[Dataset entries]
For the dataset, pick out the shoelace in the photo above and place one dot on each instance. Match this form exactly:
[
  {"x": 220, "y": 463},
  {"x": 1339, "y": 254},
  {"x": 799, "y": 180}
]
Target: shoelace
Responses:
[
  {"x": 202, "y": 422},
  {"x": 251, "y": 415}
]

WORK TO COMPLETE: Return the material above unchanged, line for line.

RESPONSE TO THIS TASK:
For the dataset, pick out the shoelace in the photo above and place one dot on each instance. Match this form exactly:
[
  {"x": 220, "y": 463},
  {"x": 1339, "y": 254},
  {"x": 799, "y": 180}
]
Target: shoelace
Responses:
[
  {"x": 202, "y": 422},
  {"x": 251, "y": 415}
]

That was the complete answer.